[Kaynak veriler]
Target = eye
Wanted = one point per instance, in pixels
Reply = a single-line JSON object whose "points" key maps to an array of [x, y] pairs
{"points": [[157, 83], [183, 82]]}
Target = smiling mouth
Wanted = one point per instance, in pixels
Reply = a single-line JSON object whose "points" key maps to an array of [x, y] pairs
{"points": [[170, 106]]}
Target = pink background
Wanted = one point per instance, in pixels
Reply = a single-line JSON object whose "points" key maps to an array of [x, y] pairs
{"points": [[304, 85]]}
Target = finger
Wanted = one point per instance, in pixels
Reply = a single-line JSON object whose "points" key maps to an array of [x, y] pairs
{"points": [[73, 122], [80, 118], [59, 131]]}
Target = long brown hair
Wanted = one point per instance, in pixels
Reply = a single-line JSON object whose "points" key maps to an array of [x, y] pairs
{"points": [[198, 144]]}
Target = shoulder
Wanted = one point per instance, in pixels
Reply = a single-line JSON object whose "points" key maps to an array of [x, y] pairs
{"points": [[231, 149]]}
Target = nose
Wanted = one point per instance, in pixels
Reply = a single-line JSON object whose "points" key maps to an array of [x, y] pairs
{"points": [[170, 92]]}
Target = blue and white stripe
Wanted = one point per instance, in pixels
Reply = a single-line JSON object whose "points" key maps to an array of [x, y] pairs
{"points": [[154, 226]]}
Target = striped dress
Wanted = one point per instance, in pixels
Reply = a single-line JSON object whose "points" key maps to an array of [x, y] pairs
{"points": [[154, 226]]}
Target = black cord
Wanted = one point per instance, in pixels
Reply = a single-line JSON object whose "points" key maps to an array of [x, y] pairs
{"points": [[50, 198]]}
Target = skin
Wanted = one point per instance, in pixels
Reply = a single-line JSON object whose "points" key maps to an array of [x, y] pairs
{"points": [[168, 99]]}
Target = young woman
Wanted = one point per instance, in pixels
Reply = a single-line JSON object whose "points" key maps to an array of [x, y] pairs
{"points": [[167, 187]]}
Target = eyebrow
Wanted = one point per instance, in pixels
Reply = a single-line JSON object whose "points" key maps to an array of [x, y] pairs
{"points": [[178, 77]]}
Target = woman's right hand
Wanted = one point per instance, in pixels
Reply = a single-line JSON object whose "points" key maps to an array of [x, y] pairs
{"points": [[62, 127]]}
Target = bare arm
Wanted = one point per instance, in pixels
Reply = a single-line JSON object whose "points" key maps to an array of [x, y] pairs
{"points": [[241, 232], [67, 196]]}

— Yapmanız Gereken —
Materyaldeki tüm satırları, her satıra bir dize düşecek biçimde bir JSON listesine dönüştürünüz. Boş satırları listeye almayınız.

— Alıştırmanın Yanıtı —
[
  "Target = eye",
  "Wanted = one point per instance, in pixels",
  "Reply = a single-line JSON object whose \"points\" key maps to an array of [x, y] pairs",
  "{\"points\": [[157, 83], [183, 82]]}",
  "Target = smiling mouth",
  "Wanted = one point per instance, in pixels",
  "Reply = a single-line JSON object whose \"points\" key maps to an array of [x, y] pairs",
  "{\"points\": [[170, 106]]}",
  "Target = pink background",
  "Wanted = one point per instance, in pixels",
  "Reply = a single-line JSON object whose \"points\" key maps to an array of [x, y] pairs",
  "{\"points\": [[304, 85]]}",
  "Target = finger",
  "Wanted = one point per instance, in pixels",
  "Reply = a single-line JSON object whose \"points\" key maps to an array of [x, y] pairs",
  "{\"points\": [[73, 122], [80, 118], [59, 131]]}",
  "Target = long brown hair",
  "Wanted = one point per instance, in pixels",
  "Reply = a single-line JSON object whose \"points\" key maps to an array of [x, y] pairs",
  "{\"points\": [[198, 144]]}",
  "Target = shoulder",
  "Wanted = one point per instance, in pixels",
  "Reply = a single-line JSON object whose \"points\" key maps to an array of [x, y] pairs",
  "{\"points\": [[231, 149]]}",
  "Target = nose",
  "Wanted = one point per instance, in pixels",
  "Reply = a single-line JSON object whose \"points\" key maps to an array of [x, y] pairs",
  "{\"points\": [[170, 92]]}",
  "Target = blue and white stripe",
  "Wanted = one point per instance, in pixels",
  "Reply = a single-line JSON object whose \"points\" key maps to an array of [x, y] pairs",
  "{\"points\": [[154, 226]]}",
  "Target = striped dress",
  "Wanted = one point per instance, in pixels",
  "Reply = a single-line JSON object whose \"points\" key maps to an array of [x, y] pairs",
  "{\"points\": [[154, 226]]}",
  "Target = black cord",
  "Wanted = one point per instance, in pixels",
  "Reply = a single-line JSON object whose \"points\" key maps to an array of [x, y] pairs",
  "{\"points\": [[50, 198]]}",
  "Target = skin",
  "Wanted = one point per instance, in pixels",
  "Reply = a single-line JSON object whose \"points\" key maps to an array of [x, y] pairs",
  "{\"points\": [[168, 99]]}",
  "Target = young woman",
  "Wanted = one point per instance, in pixels",
  "Reply = a single-line JSON object whose \"points\" key maps to an array of [x, y] pairs",
  "{\"points\": [[167, 187]]}",
  "Target = eyebrow",
  "Wanted = one point per instance, in pixels",
  "Reply = a single-line JSON object whose \"points\" key maps to an array of [x, y] pairs",
  "{\"points\": [[178, 77]]}",
  "Target = woman's right hand",
  "Wanted = one point per instance, in pixels",
  "Reply = a single-line JSON object whose \"points\" key maps to an array of [x, y] pairs",
  "{\"points\": [[62, 127]]}",
  "Target = bare arm",
  "Wanted = one point per instance, in pixels",
  "Reply = a single-line JSON object whose \"points\" key maps to an array of [x, y] pairs",
  "{\"points\": [[241, 232], [67, 196]]}"
]